Text block:
# Aquaclear with glass diffuser



## erijnal (Apr 5, 2006)

I'm setting up a 10 gallon planted shrimp tank soon, and i was wondering if anyone has combined the aqua clear filter with a glass diffuser. I've read many instances where people will inject their co2 directly into the filter, but I want to stay away from that option.

The primary question that came to mind was, will the surface agitation drive off significantly more co2 through the glass diffuser method as opposed to injecting into the filter?

I know this question probably varies as a function of your flow rate, so your personal experiences with the filter and the flow rate setting you had would be extremely helpful information.

Thanks in advance


----------



## Jubs (Mar 24, 2006)

Are you talking about putting the diffuser in the filter itself ? If so I would assume you would be loosing most if not all of the CO2 as the diffuser is going to cause more turbulent conditions than the sponges as its going to break up the flow more than something designed to slow it and filter the water, since you are going to have to pull out the media to fit the diffuser in the filter. My personal opinion is that it wouldn't be worth it. I run my CO2 into the intake of my sponge filter and then it goes into the intake of the powerhead and it comes out in tiny tiny fine bubbles. I dont know if that was clear or not so I'll explain it better I have a hydro sponge 1, I cut down the lift tube and sat the intake cup for the aquaclear powerhead on the top of the lift tube just like you would if you were using the powerhead on an undergravel filter lift tube.Just below where the intake sits on the lift tube I drilled a hole and fed the CO2 line into the lift tube so it goes into the intake of powerhead and it gets "misted" into the tank.


----------



## upikabu (Sep 2, 2005)

Data excerpts:
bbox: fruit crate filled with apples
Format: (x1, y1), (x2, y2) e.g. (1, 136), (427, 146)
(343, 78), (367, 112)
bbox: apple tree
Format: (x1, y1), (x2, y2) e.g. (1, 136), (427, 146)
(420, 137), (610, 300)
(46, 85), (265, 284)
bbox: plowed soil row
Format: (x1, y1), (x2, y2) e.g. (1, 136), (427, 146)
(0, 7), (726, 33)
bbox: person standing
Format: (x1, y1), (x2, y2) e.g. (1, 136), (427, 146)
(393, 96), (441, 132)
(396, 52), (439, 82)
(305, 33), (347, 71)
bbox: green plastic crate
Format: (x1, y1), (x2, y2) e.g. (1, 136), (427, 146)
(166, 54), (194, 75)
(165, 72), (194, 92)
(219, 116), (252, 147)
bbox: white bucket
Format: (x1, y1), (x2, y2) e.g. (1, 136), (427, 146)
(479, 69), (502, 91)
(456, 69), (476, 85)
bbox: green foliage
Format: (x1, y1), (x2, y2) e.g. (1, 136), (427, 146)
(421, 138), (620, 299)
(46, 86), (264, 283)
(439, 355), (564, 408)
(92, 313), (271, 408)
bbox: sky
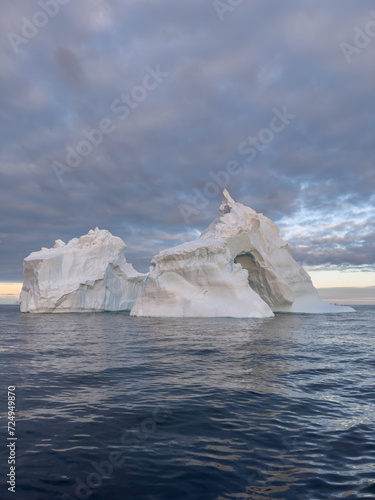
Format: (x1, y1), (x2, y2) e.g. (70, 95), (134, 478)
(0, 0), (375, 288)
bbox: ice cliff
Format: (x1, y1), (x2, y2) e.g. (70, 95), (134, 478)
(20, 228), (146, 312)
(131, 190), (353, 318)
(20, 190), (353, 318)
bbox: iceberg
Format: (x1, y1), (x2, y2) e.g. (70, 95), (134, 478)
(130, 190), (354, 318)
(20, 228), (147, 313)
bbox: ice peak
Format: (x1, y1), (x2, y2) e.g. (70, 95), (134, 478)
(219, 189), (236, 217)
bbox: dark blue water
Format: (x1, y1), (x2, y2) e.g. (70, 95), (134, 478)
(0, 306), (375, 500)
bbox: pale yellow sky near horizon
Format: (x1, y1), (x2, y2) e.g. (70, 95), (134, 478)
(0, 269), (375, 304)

==

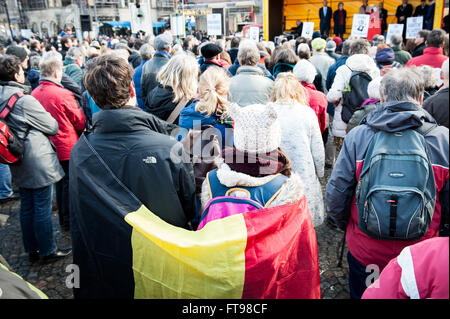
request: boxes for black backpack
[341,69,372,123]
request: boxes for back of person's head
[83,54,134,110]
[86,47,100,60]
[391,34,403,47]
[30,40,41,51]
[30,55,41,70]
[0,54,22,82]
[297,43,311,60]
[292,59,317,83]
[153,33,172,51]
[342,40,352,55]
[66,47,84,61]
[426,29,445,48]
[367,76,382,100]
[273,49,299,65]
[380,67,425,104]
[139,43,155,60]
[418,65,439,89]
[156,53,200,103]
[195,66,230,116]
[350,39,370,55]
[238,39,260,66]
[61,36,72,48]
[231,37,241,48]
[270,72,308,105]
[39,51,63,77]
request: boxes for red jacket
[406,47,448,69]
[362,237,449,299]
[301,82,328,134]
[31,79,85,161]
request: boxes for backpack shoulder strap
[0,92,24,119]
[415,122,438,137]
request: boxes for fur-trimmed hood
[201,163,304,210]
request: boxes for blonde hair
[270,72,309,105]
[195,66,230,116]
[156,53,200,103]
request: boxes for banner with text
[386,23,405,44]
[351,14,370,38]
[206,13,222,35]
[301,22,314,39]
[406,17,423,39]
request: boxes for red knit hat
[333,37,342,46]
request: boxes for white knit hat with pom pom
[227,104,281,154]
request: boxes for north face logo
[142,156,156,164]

Exercise goal: Extend the forum thread about using an AquaClear filter with a glass CO2 diffuser, starting after the last line shown.

Written response:
Hi,

I am currently using a glass diffuser with an Aquaclear 200 in my 23g tank. I placed the diffuser underneath the filter outflow (flow rate on the highest setting) so that the flow pushes all the mist/bubbles down before they reach the surface. I do get very good CO2 diffusion rate this way (>40ppm) so I don't think the surface agitation causes any significant reduction in CO2 level.

On the flip side, at the end of the week the AC flow is visibly reduced due to the amount of gunk collected by the filter so some CO2 gas does reach the surface instead of being pushed back down by the flow. Also my glass diffuser gets visibly dirty and clogged up by the end of the week so the CO2 bubbles it produces are bigger and less effectively diffused. I have a feeling it might be because the AC is not a good enough mechanical filter in my situation that the output contains junk that then deposits on the diffuser plate. Fortunately the diffuser is easy to clean with a bleach dip.

All in all, I think the AC will work just fine with a glass diffuser, but you may have to clean the diffuser more often. HTH!


----------



## Runawaypencil (Apr 11, 2006)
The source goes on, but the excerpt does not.